Activities:
**a)** For each statement about the article on Idaho's faith-healing exemption, answer yes or no and quote the words of the article that decide it: (i) Rep. John Gannon is a Republican from Boise. (ii) Idaho statute 18-1501 protects practitioners of faith healing. (iii) Lee Heider describes himself as "pro-life."
**b)** According to the article on Idaho's faith-healing exemption, what reason does Lee Heider now give for not introducing the legislation?
**c)** Carry on the article on Idaho's faith-healing exemption from its final sentence.

A bill that would protect children from faith healing parents has been killed by Republican lawmakers in Idaho.
According to reports, Republican lawmakers will not allow legislation that would protect children by changing Idaho’s faith-healing exemption to be introduced during this year’s legislative session.
Earlier this year, Rep. John Gannon, a Democrat from Boise, submitted a bill that would remove the exemption in the child injury law for faith-healing parents in cases where there is an imminent risk to their child of permanent physical harm or death.
Previously Senate Health and Welfare Chairman Lee Heider, a Republican from Twin Falls, said he would allow a hearing on modifying the law. However, he now claims it is too late in the legislative session to introduce the much needed legislation.
Perhaps more telling, Rep. Heider says he’s not likely to support the change in state law that would protect children from faith healing parents because he believes such a change would prosecute parents for exercising their religious beliefs.
Currently a religious shield law protects parents who claim to be acting out of religious faith, so when a child dies in Idaho due to lack of medical care, faith healing parents are not held accountable.
Idaho statute 18-1501 protects practitioners of faith healing. It reads:
The practice of a parent or guardian who chooses for his child treatment by prayer or spiritual means alone shall not for that reason alone be construed to have violated the duty of care to such child.
In effect, the law allows parents to martyr their children for their faith, choosing prayer over modern medicine without fear of legal consequence.
Defending the status quo, Heider, who describes himself as “pro-life,” said:
I’m a First Amendment guy, and I believe in the First Amendment, which gives people freedom of religion.
Earlier this year Heider said:
I believe the law is pretty straightforward. We would encourage them to seek medical care. But we don’t force people to seek medical care and whether it’s because they can’t afford it or in this case because of their heartfelt religious belief we simply don’t do that.
In other words, the “pro-life” Republican believes parents have the right to kill their children with prayer.

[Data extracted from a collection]

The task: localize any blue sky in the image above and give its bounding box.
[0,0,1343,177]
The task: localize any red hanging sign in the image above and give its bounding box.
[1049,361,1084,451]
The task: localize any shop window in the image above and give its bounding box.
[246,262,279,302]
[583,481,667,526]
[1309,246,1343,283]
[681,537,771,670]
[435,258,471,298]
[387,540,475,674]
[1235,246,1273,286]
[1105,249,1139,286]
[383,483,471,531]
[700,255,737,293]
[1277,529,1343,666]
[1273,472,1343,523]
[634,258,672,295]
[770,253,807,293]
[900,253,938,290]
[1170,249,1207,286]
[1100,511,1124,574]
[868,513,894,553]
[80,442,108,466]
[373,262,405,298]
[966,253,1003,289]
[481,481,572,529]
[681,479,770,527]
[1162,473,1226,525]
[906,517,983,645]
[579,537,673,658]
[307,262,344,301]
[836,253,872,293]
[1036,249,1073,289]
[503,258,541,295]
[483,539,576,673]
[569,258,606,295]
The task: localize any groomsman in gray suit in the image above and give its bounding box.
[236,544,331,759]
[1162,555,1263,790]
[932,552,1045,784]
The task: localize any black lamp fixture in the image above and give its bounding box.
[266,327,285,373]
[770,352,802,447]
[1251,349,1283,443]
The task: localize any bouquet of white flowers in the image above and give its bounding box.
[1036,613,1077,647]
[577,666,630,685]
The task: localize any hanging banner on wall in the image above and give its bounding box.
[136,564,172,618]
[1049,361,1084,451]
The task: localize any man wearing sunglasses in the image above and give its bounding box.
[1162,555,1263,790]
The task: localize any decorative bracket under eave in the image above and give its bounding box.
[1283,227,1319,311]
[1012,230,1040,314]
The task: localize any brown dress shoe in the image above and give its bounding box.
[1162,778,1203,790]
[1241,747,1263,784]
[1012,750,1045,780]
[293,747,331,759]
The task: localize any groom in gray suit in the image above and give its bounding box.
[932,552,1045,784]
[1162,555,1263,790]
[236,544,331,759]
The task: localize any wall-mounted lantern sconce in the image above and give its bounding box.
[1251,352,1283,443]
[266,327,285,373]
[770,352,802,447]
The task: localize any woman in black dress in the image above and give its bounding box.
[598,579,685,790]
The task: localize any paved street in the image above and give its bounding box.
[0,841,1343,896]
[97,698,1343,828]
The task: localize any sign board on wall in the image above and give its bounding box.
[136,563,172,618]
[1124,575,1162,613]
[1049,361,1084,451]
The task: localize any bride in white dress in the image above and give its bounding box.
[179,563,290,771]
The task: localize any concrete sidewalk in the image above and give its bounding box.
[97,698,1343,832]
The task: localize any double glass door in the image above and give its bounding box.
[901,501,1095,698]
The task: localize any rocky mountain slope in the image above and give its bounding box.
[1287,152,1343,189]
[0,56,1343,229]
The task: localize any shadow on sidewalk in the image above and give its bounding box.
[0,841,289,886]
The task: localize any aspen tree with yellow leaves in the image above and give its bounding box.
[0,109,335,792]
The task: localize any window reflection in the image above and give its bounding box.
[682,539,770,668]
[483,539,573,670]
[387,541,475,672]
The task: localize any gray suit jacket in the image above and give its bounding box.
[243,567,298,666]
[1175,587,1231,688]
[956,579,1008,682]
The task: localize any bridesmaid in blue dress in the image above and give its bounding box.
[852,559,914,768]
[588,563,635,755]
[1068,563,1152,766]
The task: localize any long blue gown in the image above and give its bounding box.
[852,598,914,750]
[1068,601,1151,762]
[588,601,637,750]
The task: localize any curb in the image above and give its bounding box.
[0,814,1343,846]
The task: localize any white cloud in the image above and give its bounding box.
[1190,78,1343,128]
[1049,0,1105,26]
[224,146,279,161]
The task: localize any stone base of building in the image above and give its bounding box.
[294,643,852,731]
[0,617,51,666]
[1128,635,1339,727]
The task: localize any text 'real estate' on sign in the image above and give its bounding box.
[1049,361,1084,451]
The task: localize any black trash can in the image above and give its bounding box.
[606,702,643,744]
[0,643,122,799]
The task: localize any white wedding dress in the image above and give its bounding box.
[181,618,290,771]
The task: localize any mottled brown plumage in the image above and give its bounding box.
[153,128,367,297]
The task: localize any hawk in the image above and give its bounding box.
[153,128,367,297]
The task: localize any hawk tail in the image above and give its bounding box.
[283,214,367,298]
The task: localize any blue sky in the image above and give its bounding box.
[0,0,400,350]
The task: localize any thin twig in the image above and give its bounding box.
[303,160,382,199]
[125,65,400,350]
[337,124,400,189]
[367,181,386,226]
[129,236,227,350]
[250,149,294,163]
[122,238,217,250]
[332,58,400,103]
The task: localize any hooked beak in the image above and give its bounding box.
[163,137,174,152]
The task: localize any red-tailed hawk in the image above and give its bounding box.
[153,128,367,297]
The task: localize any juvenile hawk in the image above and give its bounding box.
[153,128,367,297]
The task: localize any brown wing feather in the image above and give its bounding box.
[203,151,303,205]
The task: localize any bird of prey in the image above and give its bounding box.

Results for each task:
**a)**
(i) No: "Rep. John Gannon, a Democrat from Boise"
(ii) Yes: "Idaho statute 18-1501 protects practitioners of faith healing."
(iii) Yes: "Heider, who describes himself as “pro-life,”"

**b)** He claims it is too late in the legislative session to introduce it.

**c)**
Idaho Republicans like Heider are protecting Christian extremists like the Followers of Christ Church, a notorious collection of small and secretive Christian fundamentalist congregations that make a habit of watching their children die rather than seek medical attention. The church teaches that modern medicine should be shunned in favor of prayer, and the consequences of church doctrine have been tragic: the preventable deaths of many innocent children.
The church preaches faith-healing and rejects modern medicine in favor of prayer and other spiritual practices such as anointing the sick with oil. The church is notorious for allowing sick children to suffer and even die rather than seeking medical attention.
Previously Idaho Rep. Christy Perry (R) claimed faith-healing parents have a First Amendment right to deny medical care to their children on religious grounds, arguing that they are perhaps more comfortable confronting the death of their children.
Children do die. I’m not trying to sound callous, but (reformers) want to act as if death is an anomaly. But it’s not — it’s a way of life.
Apparently trying to justify the hideous act of allowing a child to die due to lack of medical attention, Perry added:
They are comforted by the fact that they know their child is in heaven. If I want to let my child be with God, why is that wrong?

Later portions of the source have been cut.